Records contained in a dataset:
=== Section Start ===

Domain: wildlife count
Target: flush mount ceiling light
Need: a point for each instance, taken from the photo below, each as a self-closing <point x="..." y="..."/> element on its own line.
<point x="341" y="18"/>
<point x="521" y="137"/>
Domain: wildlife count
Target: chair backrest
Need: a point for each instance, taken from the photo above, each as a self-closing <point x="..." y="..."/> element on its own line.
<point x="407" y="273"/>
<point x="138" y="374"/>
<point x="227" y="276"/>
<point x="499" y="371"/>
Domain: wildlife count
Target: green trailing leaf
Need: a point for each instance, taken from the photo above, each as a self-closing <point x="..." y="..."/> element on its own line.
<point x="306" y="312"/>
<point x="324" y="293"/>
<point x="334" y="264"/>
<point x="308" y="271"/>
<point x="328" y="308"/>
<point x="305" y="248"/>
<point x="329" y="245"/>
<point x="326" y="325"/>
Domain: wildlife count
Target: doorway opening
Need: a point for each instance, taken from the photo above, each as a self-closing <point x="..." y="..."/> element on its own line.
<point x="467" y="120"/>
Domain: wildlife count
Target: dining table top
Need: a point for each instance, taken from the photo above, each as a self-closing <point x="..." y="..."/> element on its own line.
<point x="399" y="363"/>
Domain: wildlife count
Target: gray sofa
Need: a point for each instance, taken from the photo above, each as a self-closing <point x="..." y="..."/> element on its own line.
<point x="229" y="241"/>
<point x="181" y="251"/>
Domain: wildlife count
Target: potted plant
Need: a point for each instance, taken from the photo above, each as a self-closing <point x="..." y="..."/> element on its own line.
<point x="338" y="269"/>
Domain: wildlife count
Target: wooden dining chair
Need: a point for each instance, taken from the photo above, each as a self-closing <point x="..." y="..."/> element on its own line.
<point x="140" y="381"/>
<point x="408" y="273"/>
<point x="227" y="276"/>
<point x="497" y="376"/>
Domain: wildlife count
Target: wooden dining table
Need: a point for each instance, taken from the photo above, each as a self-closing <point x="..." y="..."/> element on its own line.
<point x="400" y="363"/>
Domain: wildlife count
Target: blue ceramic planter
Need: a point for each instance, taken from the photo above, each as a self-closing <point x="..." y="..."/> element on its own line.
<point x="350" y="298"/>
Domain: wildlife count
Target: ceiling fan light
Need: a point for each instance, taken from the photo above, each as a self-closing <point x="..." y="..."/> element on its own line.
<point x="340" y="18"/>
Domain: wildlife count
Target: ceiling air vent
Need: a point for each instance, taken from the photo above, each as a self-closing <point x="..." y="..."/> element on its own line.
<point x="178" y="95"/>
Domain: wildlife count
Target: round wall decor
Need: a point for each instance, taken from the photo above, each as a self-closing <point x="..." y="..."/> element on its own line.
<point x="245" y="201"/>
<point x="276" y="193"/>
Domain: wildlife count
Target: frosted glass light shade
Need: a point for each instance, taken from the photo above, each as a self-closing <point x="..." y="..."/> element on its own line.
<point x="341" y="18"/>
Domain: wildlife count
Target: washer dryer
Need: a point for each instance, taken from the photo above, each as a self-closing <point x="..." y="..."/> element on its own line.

=== Section End ===

WHAT TO DO: Would you output, from the records above, exactly the run of lines that starts at the line containing "Target: ceiling fan light" and ends at the line containing "Target: round wall decor", and only that run?

ANSWER SECTION:
Target: ceiling fan light
Need: a point for each instance, taken from the photo above, each as a self-closing <point x="..." y="..."/> element on its own line.
<point x="340" y="18"/>
Domain: wildlife count
Target: ceiling air vent
Need: a point for each instance, taken from the photo above, each as a self-closing <point x="..." y="..."/> element on its own line.
<point x="178" y="95"/>
Domain: wildlife count
Target: round wall decor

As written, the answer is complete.